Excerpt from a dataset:
--- Start ---
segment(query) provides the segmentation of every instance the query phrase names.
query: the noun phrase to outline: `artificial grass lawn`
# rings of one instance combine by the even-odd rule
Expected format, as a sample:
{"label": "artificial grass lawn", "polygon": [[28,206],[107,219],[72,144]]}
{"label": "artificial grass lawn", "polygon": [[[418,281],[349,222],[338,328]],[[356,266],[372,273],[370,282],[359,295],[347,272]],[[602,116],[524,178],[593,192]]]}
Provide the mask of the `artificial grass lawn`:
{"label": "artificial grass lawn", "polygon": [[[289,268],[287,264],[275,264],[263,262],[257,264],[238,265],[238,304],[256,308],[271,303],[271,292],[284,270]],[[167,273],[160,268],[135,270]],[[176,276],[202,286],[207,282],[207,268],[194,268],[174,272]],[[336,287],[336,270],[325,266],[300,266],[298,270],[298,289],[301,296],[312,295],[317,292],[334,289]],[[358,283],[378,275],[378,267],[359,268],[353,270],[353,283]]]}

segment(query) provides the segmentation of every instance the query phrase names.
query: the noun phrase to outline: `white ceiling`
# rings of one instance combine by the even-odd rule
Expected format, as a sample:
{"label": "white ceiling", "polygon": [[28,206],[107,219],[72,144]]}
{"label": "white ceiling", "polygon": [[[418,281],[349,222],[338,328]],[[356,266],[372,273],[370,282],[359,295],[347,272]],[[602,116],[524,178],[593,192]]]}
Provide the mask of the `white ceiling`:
--- End ---
Directive: Retype every line of the records above, changing nothing.

Response:
segment(query) provides the segmentation of every instance the query phrase names.
query: the noun phrase to outline: `artificial grass lawn`
# rings of one instance combine by the even-odd rule
Expected format, as a sample:
{"label": "artificial grass lawn", "polygon": [[28,206],[107,219],[72,144]]}
{"label": "artificial grass lawn", "polygon": [[[418,281],[349,222],[338,328]],[[356,266],[372,273],[370,282],[359,295],[347,272]],[[602,116],[524,178],[593,192]]]}
Provide the mask of the `artificial grass lawn`:
{"label": "artificial grass lawn", "polygon": [[[289,268],[287,264],[275,264],[263,262],[257,264],[238,265],[238,304],[256,308],[271,303],[271,292],[284,270]],[[167,273],[160,268],[135,270]],[[176,276],[202,286],[207,282],[207,268],[194,268],[174,272]],[[336,287],[336,270],[325,266],[300,266],[298,270],[298,289],[301,296],[312,295],[317,292],[334,289]],[[358,283],[378,275],[378,267],[359,268],[353,270],[353,283]]]}

segment(query) provides the segmentation of every instance the query phrase names.
query: the noun phrase to outline: `white ceiling`
# rings of one instance combine by the even-odd rule
Expected format, as a sample:
{"label": "white ceiling", "polygon": [[28,206],[107,219],[72,144]]}
{"label": "white ceiling", "polygon": [[[418,281],[349,222],[338,328]],[[356,266],[372,273],[370,282],[359,295],[347,272]],[[602,116],[524,178],[593,192]]]}
Provide the mask of the `white ceiling`:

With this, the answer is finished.